Please output the passage from the piece on universal health coverage below, word for word, starting at "A better answer" and ending at "penalty in 2019.".

__Extracted text__:

-------------------------

By Paul B. Ginsburg
Universal health coverage in the U.S.—once considered a hopeless goal without imposing a single payer plan—is surprisingly within reach. Thanks to the Affordable Care Act and enhanced subsidies in the American Rescue Plan of 2021, more than 91% of Americans now carry health insurance.
Closing the gap would be a win-win-win for the uninsured, healthcare providers, and for policyholders who would see lower premiums through wider shared risk.
But using only additional federal subsidies to get to universal coverage would be far too costly. The Congressional Budget Office estimates that permanent extension of the enhanced subsidies alone will cost the government more than $25 billion a year. Pricing subsidies high enough to lure more people to the ACA marketplaces could be several times that figure.
A better answer is to create an individual healthcare insurance mandate that would be politically more palatable than the ACA version. Let me explain.
The ACA included a tax penalty of up to $2,085 per family for those who didn’t sign up for a plan. Although the ACA’s mandate followed an approach used by a Massachusetts predecessor plan (sometimes referred to as “RomneyCare”), which was broadly accepted in that state, the ensuing partisan battles over whether to repeal the ACA led to a demonization of that approach to mandates. What economists saw as a way to share responsibilities and risks—and keeping down the costs of expanding coverage–was seen by many Americans as government overreach. As a result, Congress repealed the tax penalty in 2019.
A more effective and friendlier approach is “backstop” insurance . Here is how it would work:
Imagine an uninsured individual who seeks care at an emergency room. Once the hospital determines that the patient is uninsured and is not eligible for Medicaid, the patient would be auto-enrolled in a “backstop” plan in the ACA marketplace. Just as in all marketplace plans, the backstop plan would pay claims and scale premiums according to ability to pay through existing ACA subsidies. At tax filing after the end of the year, individuals covered by the backstop plan would be retroactively charged a premium based on the number of months not covered by other insurance.
Auto-enrollment could effectively create universal coverage, since any time that individuals lacked another source of coverage, they would be covered by the backstop plan. The backstop plan would provide temporary coverage, with individuals then transitioning into traditional individual market plans.

-------------------------

__Dataset records__:
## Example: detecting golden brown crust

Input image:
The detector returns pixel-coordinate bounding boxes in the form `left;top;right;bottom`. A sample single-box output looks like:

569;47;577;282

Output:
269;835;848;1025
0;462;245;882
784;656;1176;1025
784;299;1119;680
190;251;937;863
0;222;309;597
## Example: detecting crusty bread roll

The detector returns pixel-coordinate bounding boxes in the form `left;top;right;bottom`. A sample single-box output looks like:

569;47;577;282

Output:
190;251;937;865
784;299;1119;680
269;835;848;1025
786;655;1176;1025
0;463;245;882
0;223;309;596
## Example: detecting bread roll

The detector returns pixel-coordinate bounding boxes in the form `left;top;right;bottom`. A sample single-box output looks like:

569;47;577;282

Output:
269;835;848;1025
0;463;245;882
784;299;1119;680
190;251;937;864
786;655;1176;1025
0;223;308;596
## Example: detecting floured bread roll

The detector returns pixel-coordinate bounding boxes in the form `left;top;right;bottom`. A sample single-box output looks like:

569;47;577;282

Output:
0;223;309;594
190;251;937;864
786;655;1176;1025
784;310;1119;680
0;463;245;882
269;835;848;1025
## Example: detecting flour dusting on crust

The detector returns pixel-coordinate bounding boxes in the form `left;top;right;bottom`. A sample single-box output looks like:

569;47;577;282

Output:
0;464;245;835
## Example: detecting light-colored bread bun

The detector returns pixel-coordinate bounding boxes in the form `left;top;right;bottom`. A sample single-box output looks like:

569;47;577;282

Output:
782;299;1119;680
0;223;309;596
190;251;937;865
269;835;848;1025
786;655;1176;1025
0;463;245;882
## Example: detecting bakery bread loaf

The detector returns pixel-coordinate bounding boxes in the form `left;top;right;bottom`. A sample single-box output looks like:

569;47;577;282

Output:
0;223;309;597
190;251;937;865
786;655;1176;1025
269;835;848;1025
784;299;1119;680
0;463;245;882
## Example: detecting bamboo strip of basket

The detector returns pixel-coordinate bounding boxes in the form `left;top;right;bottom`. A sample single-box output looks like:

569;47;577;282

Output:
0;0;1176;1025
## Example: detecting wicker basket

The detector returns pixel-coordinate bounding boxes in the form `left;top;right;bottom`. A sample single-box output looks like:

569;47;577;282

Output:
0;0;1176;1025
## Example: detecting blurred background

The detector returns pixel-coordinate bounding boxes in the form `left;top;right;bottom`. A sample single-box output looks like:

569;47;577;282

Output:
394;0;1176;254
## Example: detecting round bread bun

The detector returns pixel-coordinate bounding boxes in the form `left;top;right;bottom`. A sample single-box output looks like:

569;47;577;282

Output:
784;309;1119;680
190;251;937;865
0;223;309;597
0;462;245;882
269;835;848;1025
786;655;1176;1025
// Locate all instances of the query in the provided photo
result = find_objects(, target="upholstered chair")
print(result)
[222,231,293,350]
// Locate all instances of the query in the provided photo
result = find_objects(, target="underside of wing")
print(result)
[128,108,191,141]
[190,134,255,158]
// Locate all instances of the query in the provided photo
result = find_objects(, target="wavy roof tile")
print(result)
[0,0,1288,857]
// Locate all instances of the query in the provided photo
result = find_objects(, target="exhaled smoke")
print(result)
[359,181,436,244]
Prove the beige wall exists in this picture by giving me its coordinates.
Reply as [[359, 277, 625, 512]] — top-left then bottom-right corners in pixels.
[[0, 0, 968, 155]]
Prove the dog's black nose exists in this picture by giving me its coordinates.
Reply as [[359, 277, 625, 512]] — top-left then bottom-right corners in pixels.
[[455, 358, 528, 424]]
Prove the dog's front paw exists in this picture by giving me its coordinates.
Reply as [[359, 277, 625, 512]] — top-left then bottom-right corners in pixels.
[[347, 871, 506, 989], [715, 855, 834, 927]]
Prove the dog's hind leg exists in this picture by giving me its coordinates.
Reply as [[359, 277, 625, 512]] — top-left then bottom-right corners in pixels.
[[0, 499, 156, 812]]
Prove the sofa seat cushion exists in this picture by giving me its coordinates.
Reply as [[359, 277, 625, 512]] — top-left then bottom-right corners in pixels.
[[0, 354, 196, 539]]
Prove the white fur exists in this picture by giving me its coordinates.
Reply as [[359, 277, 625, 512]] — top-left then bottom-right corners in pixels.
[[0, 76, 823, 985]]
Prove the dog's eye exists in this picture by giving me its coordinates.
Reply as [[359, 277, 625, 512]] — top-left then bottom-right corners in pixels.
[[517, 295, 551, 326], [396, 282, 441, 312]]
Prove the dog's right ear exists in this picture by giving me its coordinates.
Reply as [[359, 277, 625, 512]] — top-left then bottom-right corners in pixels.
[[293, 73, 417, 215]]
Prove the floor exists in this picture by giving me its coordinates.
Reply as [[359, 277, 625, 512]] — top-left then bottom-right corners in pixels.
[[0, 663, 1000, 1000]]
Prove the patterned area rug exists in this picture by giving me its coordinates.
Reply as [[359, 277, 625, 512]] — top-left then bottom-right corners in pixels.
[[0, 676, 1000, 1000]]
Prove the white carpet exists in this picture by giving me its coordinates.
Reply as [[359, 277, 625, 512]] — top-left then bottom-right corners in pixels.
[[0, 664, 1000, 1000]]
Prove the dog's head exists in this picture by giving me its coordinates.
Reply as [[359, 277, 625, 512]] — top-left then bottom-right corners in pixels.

-------------------------

__Written reply__:
A better answer is to create an individual healthcare insurance mandate that would be politically more palatable than the ACA version. Let me explain.
The ACA included a tax penalty of up to $2,085 per family for those who didn’t sign up for a plan. Although the ACA’s mandate followed an approach used by a Massachusetts predecessor plan (sometimes referred to as “RomneyCare”), which was broadly accepted in that state, the ensuing partisan battles over whether to repeal the ACA led to a demonization of that approach to mandates. What economists saw as a way to share responsibilities and risks—and keeping down the costs of expanding coverage–was seen by many Americans as government overreach. As a result, Congress repealed the tax penalty in 2019.